Excerpts from a point-labeling dataset:

=======

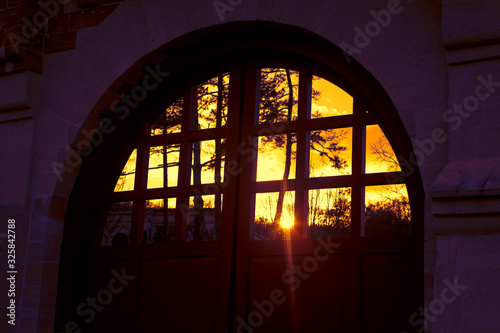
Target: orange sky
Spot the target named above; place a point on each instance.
(333, 101)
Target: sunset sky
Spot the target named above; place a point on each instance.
(332, 102)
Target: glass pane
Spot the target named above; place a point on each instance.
(127, 177)
(155, 231)
(169, 121)
(159, 157)
(274, 215)
(278, 95)
(330, 152)
(208, 162)
(330, 212)
(204, 217)
(387, 211)
(212, 102)
(379, 154)
(328, 100)
(276, 157)
(117, 226)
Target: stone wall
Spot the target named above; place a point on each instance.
(428, 55)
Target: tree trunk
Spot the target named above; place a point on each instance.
(198, 200)
(218, 157)
(288, 153)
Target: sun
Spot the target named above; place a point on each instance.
(287, 222)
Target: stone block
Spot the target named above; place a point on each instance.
(59, 42)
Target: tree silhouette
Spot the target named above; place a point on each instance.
(278, 103)
(392, 214)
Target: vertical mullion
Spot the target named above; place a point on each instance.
(225, 299)
(353, 258)
(182, 205)
(302, 164)
(138, 209)
(247, 157)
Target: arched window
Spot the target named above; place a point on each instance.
(317, 164)
(259, 187)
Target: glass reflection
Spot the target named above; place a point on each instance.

=======

_Written instruction:_
Please write out all the records above again, requests included, leaving the pictures out. Multiply every coordinate in the points by 2.45 and round each result to a whole number, with halves rounded up.

_Worked solution:_
Target: orange sky
Spot the target named above; place a point on each instance.
(816, 247)
Target: sunset sky
Spot the target named above; place a point on each instance.
(813, 250)
Target: glass pane
Spot the target named above; place a point on each instance.
(311, 434)
(380, 566)
(414, 296)
(390, 385)
(671, 527)
(681, 233)
(809, 372)
(510, 397)
(809, 519)
(500, 532)
(948, 517)
(519, 250)
(929, 377)
(804, 245)
(676, 385)
(287, 554)
Target: stone wall
Spot the target named above; place a point on each instance.
(1049, 135)
Target: tree trunk
Spot the target named above; place a point on each instance.
(485, 490)
(534, 385)
(706, 375)
Target: sun
Spot the target named above; place a point on each instance.
(703, 544)
Target: stone block
Spot the target named above; place a point on each instance.
(145, 103)
Target: tree silhouette
Spot the target named above; place a point on each instance.
(681, 252)
(960, 524)
Target: vertical mullion
Spot the target named above; place a point on each instance.
(551, 733)
(865, 632)
(446, 502)
(740, 402)
(338, 512)
(605, 385)
Target: arched window
Spot the target named above; place a point on each instance.
(777, 402)
(635, 458)
Target: glass reflection
Spot the target named above; place a point on each instance.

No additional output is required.